### Set problem
How many lines in the records below contain the word "instance", with uppercase and lowercase counted as different? Reply with the number alone.

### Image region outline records

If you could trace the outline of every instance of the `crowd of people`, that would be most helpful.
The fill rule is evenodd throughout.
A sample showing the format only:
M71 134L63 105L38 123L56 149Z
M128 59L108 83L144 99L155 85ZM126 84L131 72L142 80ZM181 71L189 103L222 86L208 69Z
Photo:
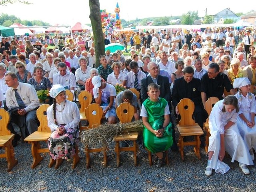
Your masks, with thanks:
M18 40L2 37L0 105L8 110L11 122L18 125L21 134L9 124L15 134L13 145L36 130L40 105L36 92L48 90L52 98L47 110L52 131L48 142L51 156L70 160L75 152L80 118L76 105L66 100L65 90L86 90L102 108L108 124L117 122L116 108L120 103L130 102L134 107L134 119L142 118L144 126L140 138L160 167L164 163L163 152L170 147L178 149L171 115L180 118L178 104L184 98L194 102L193 118L202 129L208 116L205 102L214 96L220 101L209 116L211 136L205 174L211 175L212 169L228 171L229 167L222 162L225 151L232 162L238 161L243 172L249 174L247 166L253 164L256 149L256 92L250 93L251 85L256 84L256 50L250 30L240 43L236 37L240 32L234 29L211 34L205 30L200 36L189 30L171 34L165 30L136 32L129 40L125 34L118 40L106 35L105 44L118 40L125 48L114 53L106 50L100 56L97 68L93 37L86 34L54 38L46 34L40 40L33 36L22 36ZM131 47L126 58L122 51L128 52L128 42ZM54 49L47 48L51 44ZM117 84L126 89L117 95ZM140 92L140 98L130 88ZM233 96L224 97L224 90Z

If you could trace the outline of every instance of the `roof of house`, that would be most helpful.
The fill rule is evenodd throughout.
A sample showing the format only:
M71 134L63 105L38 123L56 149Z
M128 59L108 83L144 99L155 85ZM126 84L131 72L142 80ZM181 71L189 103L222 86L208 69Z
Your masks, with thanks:
M256 11L252 11L247 14L241 16L241 17L256 17Z

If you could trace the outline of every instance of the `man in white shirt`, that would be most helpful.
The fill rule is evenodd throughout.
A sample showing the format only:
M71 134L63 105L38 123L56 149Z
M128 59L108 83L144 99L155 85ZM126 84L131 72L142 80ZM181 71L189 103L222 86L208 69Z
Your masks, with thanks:
M36 60L36 54L31 53L29 54L29 59L30 62L27 64L26 69L29 71L31 74L34 74L34 68L35 68L36 64L38 63Z
M126 86L128 89L134 88L138 91L140 91L141 80L146 77L146 74L143 72L139 70L139 66L135 61L132 61L129 64L131 71L127 73L127 82ZM137 83L135 81L137 77Z
M212 32L212 34L211 39L212 39L212 42L217 42L217 33L216 32L215 30L214 30Z
M79 68L78 58L76 57L75 57L75 56L74 55L74 52L72 50L68 51L68 55L69 57L67 59L67 61L70 63L71 71L74 75L76 70Z
M176 33L173 33L172 37L172 44L175 43L176 44L176 49L179 49L179 41L180 41L180 40L179 38L176 36Z
M88 54L88 56L92 58L92 66L89 65L89 67L91 67L92 68L94 68L95 64L96 64L96 54L95 54L95 50L93 47L91 47L89 50L90 53ZM89 65L92 64L90 63L89 64Z
M161 45L163 46L163 50L166 52L168 51L168 50L170 48L171 46L171 40L170 39L170 36L168 34L166 35L166 38L165 39L163 39L162 41Z
M163 51L161 52L160 58L161 60L158 64L159 65L160 69L166 70L170 75L177 70L175 68L174 63L168 60L168 56L165 51Z
M53 76L53 84L60 84L66 89L74 90L76 87L75 75L67 71L67 66L65 63L59 63L57 67L59 72Z
M158 39L156 37L156 35L154 33L152 34L152 40L151 40L151 44L155 47L155 50L157 50L159 44L159 41Z
M6 106L9 110L14 110L10 112L11 120L20 127L23 137L26 138L37 130L36 109L39 106L39 100L34 87L19 82L14 73L7 73L4 79L10 88L5 94ZM19 108L14 110L16 107ZM14 130L10 131L13 132Z

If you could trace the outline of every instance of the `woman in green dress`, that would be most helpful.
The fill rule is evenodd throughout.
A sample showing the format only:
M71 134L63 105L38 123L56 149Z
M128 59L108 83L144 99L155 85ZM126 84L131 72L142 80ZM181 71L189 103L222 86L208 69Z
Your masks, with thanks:
M140 116L142 118L145 146L153 153L153 162L157 167L162 166L163 151L172 145L172 124L170 122L167 101L159 98L158 85L154 83L148 86L148 98L142 104Z

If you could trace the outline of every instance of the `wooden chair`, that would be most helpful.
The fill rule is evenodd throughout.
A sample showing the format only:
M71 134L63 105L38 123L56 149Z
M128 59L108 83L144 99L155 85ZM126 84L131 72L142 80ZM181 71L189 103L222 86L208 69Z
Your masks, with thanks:
M205 109L210 116L212 110L214 105L219 101L218 97L211 97L208 99L205 102ZM209 146L209 137L211 136L210 133L210 128L209 127L209 117L207 118L206 121L204 124L204 130L205 131L206 134L205 136L205 146L204 149L206 153L208 152L208 147Z
M71 91L70 90L66 90L66 95L67 96L67 100L70 101L73 101L74 100L74 95L73 94L73 93L71 92Z
M80 108L80 122L79 123L79 128L80 130L84 129L86 126L82 126L81 121L86 120L86 118L84 114L84 110L92 100L92 94L88 91L82 91L78 95L78 101L81 105Z
M138 101L140 98L140 92L134 88L130 88L129 90L132 91L133 93L136 95L136 96L137 96L137 101Z
M33 156L33 163L31 168L34 169L44 158L40 154L49 152L49 148L41 148L40 141L47 142L52 134L51 129L48 126L46 110L50 105L44 104L36 110L36 116L40 122L37 131L34 132L25 139L25 141L31 144L31 153ZM51 158L51 159L52 159ZM50 167L50 164L48 166Z
M192 118L192 115L195 108L195 106L190 99L182 99L178 104L178 109L181 119L177 127L180 133L180 138L178 145L180 147L180 152L182 161L184 161L184 146L194 146L194 150L197 158L200 159L200 136L204 134L204 132ZM194 136L194 141L184 142L184 137Z
M134 114L134 107L129 103L121 103L116 108L116 114L120 123L127 123L132 121ZM136 140L137 138L138 132L124 133L122 135L117 135L114 138L113 140L116 142L115 151L116 152L117 166L118 167L119 166L120 151L133 151L134 156L134 166L137 166L136 154L138 147ZM120 141L126 140L133 141L133 146L126 147L119 146Z
M102 117L103 114L103 110L98 104L92 103L88 106L84 112L85 116L89 121L89 126L87 128L93 128L100 124ZM86 168L90 167L90 153L94 152L102 152L104 155L104 166L107 166L107 153L105 147L90 148L89 146L86 146L85 152L86 156Z
M7 161L7 172L10 172L18 163L14 156L14 150L12 144L14 135L7 128L10 117L4 109L0 108L0 147L4 150L4 153L0 154L0 158L5 158Z

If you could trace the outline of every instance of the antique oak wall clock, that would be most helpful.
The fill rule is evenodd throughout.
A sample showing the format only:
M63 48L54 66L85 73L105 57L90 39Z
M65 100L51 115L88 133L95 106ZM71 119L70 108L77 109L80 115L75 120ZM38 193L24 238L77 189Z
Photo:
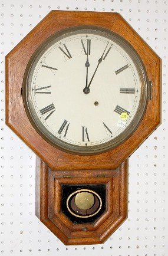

### Completed task
6